Stated task:
Extract the complete data exactly as given.

Start of Recorded information

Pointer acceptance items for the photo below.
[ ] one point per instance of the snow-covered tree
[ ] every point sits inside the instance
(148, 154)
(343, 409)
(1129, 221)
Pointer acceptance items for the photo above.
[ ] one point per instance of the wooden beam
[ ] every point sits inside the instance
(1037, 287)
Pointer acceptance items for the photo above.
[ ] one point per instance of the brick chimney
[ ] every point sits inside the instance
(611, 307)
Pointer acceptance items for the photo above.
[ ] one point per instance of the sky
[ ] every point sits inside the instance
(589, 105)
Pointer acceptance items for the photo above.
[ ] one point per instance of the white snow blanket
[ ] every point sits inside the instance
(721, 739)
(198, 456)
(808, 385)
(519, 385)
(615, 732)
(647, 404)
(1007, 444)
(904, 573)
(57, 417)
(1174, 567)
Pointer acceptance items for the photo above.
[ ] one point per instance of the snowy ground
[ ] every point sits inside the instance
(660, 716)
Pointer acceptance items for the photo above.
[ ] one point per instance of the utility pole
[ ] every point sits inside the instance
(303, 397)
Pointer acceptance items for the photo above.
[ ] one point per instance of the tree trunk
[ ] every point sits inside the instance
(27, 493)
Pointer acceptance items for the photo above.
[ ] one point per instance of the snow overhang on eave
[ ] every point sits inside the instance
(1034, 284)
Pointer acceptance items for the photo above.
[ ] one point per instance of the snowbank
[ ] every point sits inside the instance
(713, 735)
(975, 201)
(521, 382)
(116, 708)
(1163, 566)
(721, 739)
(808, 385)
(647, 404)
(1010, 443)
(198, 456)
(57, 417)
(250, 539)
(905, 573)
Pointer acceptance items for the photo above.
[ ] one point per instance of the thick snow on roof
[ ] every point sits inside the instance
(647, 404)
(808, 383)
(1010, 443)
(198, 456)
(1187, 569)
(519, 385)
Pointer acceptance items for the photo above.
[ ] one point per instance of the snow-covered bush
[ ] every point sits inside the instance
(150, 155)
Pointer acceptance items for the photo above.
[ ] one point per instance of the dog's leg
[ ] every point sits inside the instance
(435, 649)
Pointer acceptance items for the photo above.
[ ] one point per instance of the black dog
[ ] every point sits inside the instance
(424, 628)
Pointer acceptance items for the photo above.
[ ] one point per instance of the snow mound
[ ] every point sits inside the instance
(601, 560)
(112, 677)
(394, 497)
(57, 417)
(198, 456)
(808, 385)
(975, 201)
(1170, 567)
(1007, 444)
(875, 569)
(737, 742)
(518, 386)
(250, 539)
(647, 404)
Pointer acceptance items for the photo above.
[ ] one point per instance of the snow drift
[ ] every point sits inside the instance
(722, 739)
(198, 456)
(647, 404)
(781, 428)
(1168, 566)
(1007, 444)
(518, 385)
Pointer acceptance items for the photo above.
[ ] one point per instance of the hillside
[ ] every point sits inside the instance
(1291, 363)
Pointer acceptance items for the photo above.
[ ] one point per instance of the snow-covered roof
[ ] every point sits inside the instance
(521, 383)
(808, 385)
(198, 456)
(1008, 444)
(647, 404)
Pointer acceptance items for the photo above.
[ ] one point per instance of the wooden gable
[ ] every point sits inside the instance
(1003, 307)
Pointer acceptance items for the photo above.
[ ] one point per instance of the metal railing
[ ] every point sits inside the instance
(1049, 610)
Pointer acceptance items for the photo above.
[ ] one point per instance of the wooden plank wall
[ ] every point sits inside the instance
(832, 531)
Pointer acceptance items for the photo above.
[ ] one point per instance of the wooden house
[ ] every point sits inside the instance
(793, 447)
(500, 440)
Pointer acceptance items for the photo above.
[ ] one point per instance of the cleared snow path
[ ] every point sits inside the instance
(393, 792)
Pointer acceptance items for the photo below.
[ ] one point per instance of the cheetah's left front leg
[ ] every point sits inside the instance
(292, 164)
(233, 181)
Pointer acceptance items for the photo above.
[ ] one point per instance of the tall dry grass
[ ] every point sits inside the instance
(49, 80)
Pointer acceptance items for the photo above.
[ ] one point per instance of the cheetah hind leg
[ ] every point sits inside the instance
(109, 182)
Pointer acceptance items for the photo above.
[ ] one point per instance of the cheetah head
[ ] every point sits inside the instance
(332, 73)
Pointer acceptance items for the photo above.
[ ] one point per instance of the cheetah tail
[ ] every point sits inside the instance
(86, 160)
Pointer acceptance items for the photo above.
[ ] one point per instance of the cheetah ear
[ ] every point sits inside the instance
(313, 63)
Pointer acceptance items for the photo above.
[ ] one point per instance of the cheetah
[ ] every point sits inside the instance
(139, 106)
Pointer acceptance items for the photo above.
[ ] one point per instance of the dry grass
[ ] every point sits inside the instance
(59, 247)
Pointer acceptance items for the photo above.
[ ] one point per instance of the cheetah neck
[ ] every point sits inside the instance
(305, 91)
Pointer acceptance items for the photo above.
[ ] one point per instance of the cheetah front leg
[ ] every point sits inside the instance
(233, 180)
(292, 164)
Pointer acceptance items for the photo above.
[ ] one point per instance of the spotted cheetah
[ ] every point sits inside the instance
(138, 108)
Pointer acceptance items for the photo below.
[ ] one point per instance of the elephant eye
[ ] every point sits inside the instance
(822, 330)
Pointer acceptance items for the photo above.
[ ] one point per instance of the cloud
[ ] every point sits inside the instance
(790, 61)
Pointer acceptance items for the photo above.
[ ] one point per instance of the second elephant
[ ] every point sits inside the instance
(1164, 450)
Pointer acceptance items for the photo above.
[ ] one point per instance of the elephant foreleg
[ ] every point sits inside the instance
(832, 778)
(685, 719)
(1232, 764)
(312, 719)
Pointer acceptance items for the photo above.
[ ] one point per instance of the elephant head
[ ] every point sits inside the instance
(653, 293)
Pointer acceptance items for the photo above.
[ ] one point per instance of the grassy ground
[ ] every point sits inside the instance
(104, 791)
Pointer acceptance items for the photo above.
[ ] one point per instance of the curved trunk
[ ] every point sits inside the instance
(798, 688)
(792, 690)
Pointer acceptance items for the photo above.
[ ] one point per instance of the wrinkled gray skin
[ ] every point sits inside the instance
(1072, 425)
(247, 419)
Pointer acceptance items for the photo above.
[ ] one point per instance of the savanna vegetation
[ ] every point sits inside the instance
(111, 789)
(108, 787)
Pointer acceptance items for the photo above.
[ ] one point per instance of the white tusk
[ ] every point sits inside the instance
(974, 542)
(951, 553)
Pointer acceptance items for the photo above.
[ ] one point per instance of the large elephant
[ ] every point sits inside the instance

End of Recorded information

Reply:
Pointer acceptance items for the photo below.
[ ] one point per instance of the snow-covered tree
[ ] every point sits inside the instance
(148, 154)
(343, 409)
(1129, 221)
Pointer acceptance items for the photo above.
[ ] one point per instance of the wooden beam
[ ] every point sits inside the instance
(1037, 287)
Pointer acceptance items for the photo above.
[ ] one point per instance of the brick chimney
[ ] every point sits inside the instance
(611, 307)
Pointer acceptance items for the photo above.
[ ] one point per instance of the sky
[ ] every point sits inside the instance
(589, 105)
Pointer acceptance items for the photo above.
[ ] one point per instance of the white snow blanket
[ ] every point sits inside the instance
(721, 739)
(198, 456)
(808, 385)
(519, 385)
(615, 732)
(647, 404)
(1007, 444)
(904, 573)
(57, 417)
(1174, 567)
Pointer acceptance items for the photo above.
[ ] one point per instance of the snowy ground
[ ] every point sits inside the instance
(660, 716)
Pointer acceptance items for the photo above.
[ ] one point per instance of the utility pole
[ ] every point sits inside the instance
(303, 397)
Pointer acceptance items for the photo above.
[ ] one point per instance of the tree trunk
[ ] every point sits inside the instance
(27, 493)
Pointer acceptance items for the photo above.
[ ] one point per instance of the snow overhang on eave
[ ] every point sits inside the instance
(1034, 284)
Pointer acceptance items for the photo above.
[ ] one point per instance of the snowbank
[ ] every point sits inside the instance
(713, 735)
(975, 201)
(521, 382)
(116, 708)
(1163, 566)
(721, 739)
(808, 385)
(647, 404)
(1010, 443)
(198, 456)
(57, 417)
(250, 539)
(905, 573)
Pointer acceptance items for the photo above.
[ ] one point per instance of the thick snow on roof
[ ] every point sits inside the instance
(647, 404)
(808, 383)
(1010, 443)
(198, 456)
(1187, 569)
(519, 385)
Pointer acceptance items for the photo above.
[ ] one point per instance of the snow-covered bush
[ ] every point sits inside the instance
(150, 155)
Pointer acceptance items for the photo above.
[ ] one point per instance of the dog's leg
[ ] every point sits inside the instance
(435, 649)
Pointer acceptance items for the photo above.
[ ] one point per instance of the black dog
[ ] every point sits inside the instance
(424, 628)
Pointer acceptance items for the photo above.
[ ] one point per instance of the snow mound
[ ] every point sits inside the instance
(601, 560)
(112, 677)
(394, 497)
(57, 417)
(198, 456)
(808, 385)
(975, 201)
(1170, 567)
(1007, 444)
(875, 569)
(737, 742)
(518, 386)
(250, 539)
(647, 404)
Pointer acceptance items for the photo above.
[ ] one point per instance of the snow drift
[ ] every point sits inside the instance
(722, 739)
(198, 456)
(647, 404)
(781, 428)
(1168, 566)
(1007, 444)
(518, 385)
Pointer acceptance items for the photo above.
[ ] one point per instance of the hillside
[ ] every point sits inside the instance
(1291, 363)
Pointer acceptance items for the photo above.
[ ] one point per instance of the snow-covered roof
[ ] every point sits inside the instance
(521, 383)
(808, 385)
(198, 456)
(1008, 444)
(647, 404)
Pointer acceptance items for the photo above.
[ ] one point per instance of the wooden gable
[ ] every point sits inside the instance
(1003, 307)
Pointer acceptance items for the photo above.
[ ] one point per instance of the metal railing
[ ] every point sits inside the instance
(1049, 610)
Pointer acceptance items for the photo above.
[ ] one point per instance of the wooden plank wall
[ ] every point sits inside the instance
(832, 531)
Pointer acceptance items for the photo above.
[ ] one point per instance of the wooden house
[ ] every point sits inside the instance
(793, 447)
(500, 440)
Pointer acceptance items for the photo above.
[ ] one point per instance of the cleared snow path
[ ] every point sits inside the instance
(393, 792)
Pointer acceptance items for the photo below.
[ ] one point per instance of the cheetah's left front leg
[ ] every point sits inside the instance
(292, 164)
(233, 181)
Pointer acceptance items for the photo above.
[ ] one point per instance of the tall dry grass
[ ] every point sits inside the instance
(49, 80)
Pointer acceptance items for the photo above.
[ ] one point per instance of the cheetah hind leg
[ ] every point sits inside the instance
(109, 182)
Pointer acceptance items for the photo above.
[ ] one point per instance of the cheetah head
[ ] every point sits inside the instance
(332, 73)
Pointer acceptance items for the photo above.
[ ] one point per instance of the cheetah tail
[ ] every point sits inside the instance
(86, 160)
Pointer acceptance items for the photo above.
[ ] one point per instance of the cheetah ear
[ ] every point sits inside the instance
(313, 63)
Pointer acceptance items for the photo above.
[ ] one point per instance of the cheetah
[ ] every point sits inside the instance
(139, 106)
Pointer acceptance items for the photo above.
[ ] one point per instance of the dry grass
[ ] every point sits inside the instance
(59, 247)
Pointer acceptance items for the photo above.
[ ] one point per instance of the cheetah neck
[ ] every point sits inside the instance
(305, 91)
Pointer acceptance items for the photo above.
[ ] one point per instance of the cheetah front leg
[ ] every point sits inside the instance
(233, 180)
(292, 164)
Pointer acceptance items for the photo above.
[ ] one point per instance of the spotted cheetah
[ ] every point sits inside the instance
(138, 108)
Pointer acceptance items for the photo below.
[ ] one point per instance of the elephant eye
[ ] every point sits inside the instance
(822, 330)
Pointer acceptance items for the photo above.
[ ] one point per instance of the cloud
[ ] every point sits inside the instance
(790, 61)
Pointer acceptance items for the photo above.
[ ] one point per instance of the second elephant
[ ] every point sits inside the instance
(1164, 450)
Pointer acceptance items for the photo above.
[ ] one point per instance of the elephant foreleg
[ ] every point sits inside the instance
(832, 778)
(685, 719)
(1232, 764)
(312, 719)
Pointer acceptance items for the photo above.
[ ] one point per instance of the elephant head
[ ] every point sits inside the instance
(653, 293)
Pointer acceptance items for the photo above.
[ ] one point per instance of the grassy ground
[ ] every point sits inside the instance
(104, 791)
Pointer acceptance items for the photo above.
[ ] one point per instance of the curved trunk
[ ] every point sits inside the instance
(798, 688)
(792, 690)
Pointer acceptance items for the photo above.
[ ] one point per instance of the wrinkled gray skin
[ ] every point sits inside the instance
(1072, 425)
(247, 419)
Pointer acceptance items for the photo above.
[ ] one point per instance of the savanna vegetation
[ ] every point sits inside the instance
(111, 789)
(108, 787)
Pointer acceptance items for the photo above.
[ ] one point per instance of the white tusk
[ ] every point sits inside the instance
(974, 542)
(951, 553)
Pointer acceptance items for the photo above.
[ ] one point per instance of the large elephant
[ ] every point sits inside the instance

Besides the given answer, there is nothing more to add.